From the line containing "A teaching note to the class: indicate the white" to the end of the entries, return every line exactly, both ends included, and add nothing.

▶ **Records excerpted from a collection**
- - - - -
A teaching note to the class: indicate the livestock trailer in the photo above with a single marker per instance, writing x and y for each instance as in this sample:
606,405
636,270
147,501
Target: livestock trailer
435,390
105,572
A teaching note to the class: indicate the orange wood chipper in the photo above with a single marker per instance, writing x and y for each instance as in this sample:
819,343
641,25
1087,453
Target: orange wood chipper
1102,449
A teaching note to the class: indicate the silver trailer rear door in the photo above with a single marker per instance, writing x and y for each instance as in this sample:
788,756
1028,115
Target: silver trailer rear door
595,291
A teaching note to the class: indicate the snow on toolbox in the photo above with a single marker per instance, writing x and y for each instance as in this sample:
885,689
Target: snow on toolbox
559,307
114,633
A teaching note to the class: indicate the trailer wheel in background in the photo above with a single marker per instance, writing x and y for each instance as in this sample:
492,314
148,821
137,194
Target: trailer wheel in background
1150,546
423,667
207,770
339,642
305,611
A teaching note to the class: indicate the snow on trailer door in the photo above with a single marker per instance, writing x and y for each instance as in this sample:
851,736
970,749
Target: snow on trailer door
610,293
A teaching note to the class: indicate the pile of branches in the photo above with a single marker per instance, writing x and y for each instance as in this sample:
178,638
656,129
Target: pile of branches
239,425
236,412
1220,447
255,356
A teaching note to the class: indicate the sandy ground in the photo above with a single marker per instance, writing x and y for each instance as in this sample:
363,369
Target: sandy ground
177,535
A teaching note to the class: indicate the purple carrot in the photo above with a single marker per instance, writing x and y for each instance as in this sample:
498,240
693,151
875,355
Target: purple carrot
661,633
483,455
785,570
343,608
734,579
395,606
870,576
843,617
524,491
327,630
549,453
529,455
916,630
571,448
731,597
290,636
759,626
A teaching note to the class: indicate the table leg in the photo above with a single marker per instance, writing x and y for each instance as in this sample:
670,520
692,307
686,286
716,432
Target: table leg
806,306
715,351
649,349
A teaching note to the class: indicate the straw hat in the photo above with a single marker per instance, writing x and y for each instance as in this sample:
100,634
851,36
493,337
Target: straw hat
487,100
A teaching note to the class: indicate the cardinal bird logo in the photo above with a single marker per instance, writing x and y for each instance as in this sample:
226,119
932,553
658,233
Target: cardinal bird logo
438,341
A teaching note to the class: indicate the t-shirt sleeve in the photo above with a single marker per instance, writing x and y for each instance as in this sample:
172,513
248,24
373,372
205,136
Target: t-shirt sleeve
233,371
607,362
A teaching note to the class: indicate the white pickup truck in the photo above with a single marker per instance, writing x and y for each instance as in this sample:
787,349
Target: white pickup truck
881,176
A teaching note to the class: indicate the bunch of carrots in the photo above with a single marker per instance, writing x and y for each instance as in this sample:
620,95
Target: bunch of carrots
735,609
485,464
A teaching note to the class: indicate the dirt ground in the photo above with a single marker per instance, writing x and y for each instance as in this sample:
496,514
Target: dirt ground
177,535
- - - - -
▶ **Exercise output**
A teaching note to the class: indicate the white pickup truck in the photo above with a single marker per instance, writing x and y for each instance as in this sample:
787,349
Target: white pickup truck
881,176
A teaching note to the class: indicate the bunch of carrots in the photo above with a single marker per instance, writing x and y for each instance as in this sample:
620,95
Target: bunch of carrots
735,609
485,464
A teaching note to the class: indicate the dirt ground in the photo above with a single marker per instance, writing x and y for each instance as in this sample:
496,514
Target: dirt ground
177,535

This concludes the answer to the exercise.